Expected Number of Purchases#
Let’s plot each customer’s expected number of purchases over the next \(90\) time periods:
time_periods = 90
expected_purchases_over_time = xr.concat(
objs=[
pnbd_full.expected_purchases(
data=rfm_sample,
future_t=t,
)
for t in progress_bar(range(time_periods))
],
dim="t",
).transpose(..., "t")
_, axes = plt.subplots(
nrows=len(example_customer_ids),
ncols=1,
figsize=(12, 14),
sharex=True,
sharey=True,
layout="constrained",
)
axes = axes.flatten()
for i, customer_id in enumerate(example_customer_ids):
ax = axes[i]
customer_expected_purchases = expected_purchases_over_time.sel(
customer_id=customer_id
)
az.plot_hdi(
range(time_periods),
customer_expected_purchases,
hdi_prob=0.94,
color="C0",
fill_kwargs={"alpha": 0.3, "label": "$94 \\%$ HDI"},
ax=ax,
)
az.plot_hdi(
range(time_periods),
customer_expected_purchases,
hdi_prob=0.5,
color="C0",
fill_kwargs={"alpha": 0.5, "label": "$50 \\%$ HDI"},
ax=ax,
)
ax.plot(
range(time_periods),
customer_expected_purchases.mean(dim=("chain", "draw")),
color="C0",
label="posterior mean",
)
ax.legend(loc="upper left")
ax.set(title=f"Customer {customer_id}", xlabel="t", ylabel="# of purchases")
axes[-1].set(xlabel="t")
plt.gcf().suptitle("Expected Number of Purchases", fontsize=18, fontweight="bold");
Note the HDI prediction intervals are only available if the model is fit with full posteriors.
Observe the large number of purchases expected from the frequent buyers (Customers 46 and 1413) whereas little or no future activity is expected of the remaining customers.
Expected Probability Alive#
Let’s check the probability our customers are still alive and compare against the MAP results.
_, axes = plt.subplots(
nrows=3,
ncols=2,
figsize=(12, 14),
layout="constrained",
)

» **What you need to do**
1 > Answer these questions using the customer purchase tutorial:
(a) Over how many time periods does the tutorial plot expected purchases?
(b) Which customers does the tutorial identify as frequent buyers expected to make many purchases?
(c) According to the tutorial, under what condition are the HDI prediction intervals available?
2 > Continue the customer purchase tutorial from its final line.

» **Material**
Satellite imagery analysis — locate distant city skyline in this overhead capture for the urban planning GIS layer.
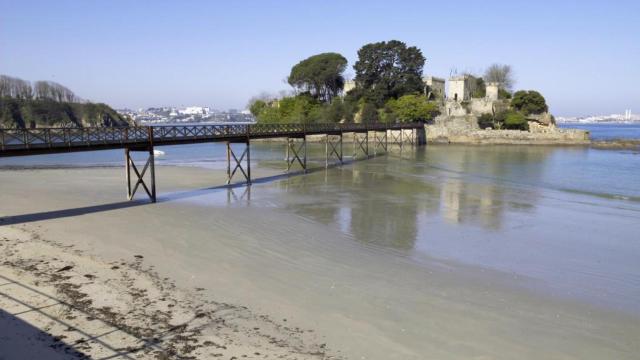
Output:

» **Exercise responses**
1 >
(a) 90 time periods.
(b) Customers 46 and 1413.
(c) Only if the model is fit with full posteriors.

2 >
axes = axes.flatten()
for i, customer_id in enumerate(example_customer_ids):
ax = axes[i]
demz_alive = pnbd_full.expected_probability_alive(
rfm_sample,
future_t=0,
).sel(customer_id=customer_id)
map_alive = pnbd_map.expected_probability_alive(rfm_sample, future_t=0).sel(
customer_id=customer_id
)
az.plot_density(demz_alive, hdi_prob=1, colors="C1", shade=0.3, bw=0.005, ax=ax)
ax.axvline(x=map_alive, color="C3", linestyle="--", label="MAP")
ax.legend(loc="upper right")
ax.set(
title=f"Customer {customer_id}",
xlabel="Probability Alive",
ylabel="Posterior Density",
)
plt.gcf().suptitle("Expected Probability Alive", fontsize=18, fontweight="bold");
Customer 1413 has a rather low alive probability despite being a frequent purchaser. This would be a good example of a customer to target with a special offer for retention.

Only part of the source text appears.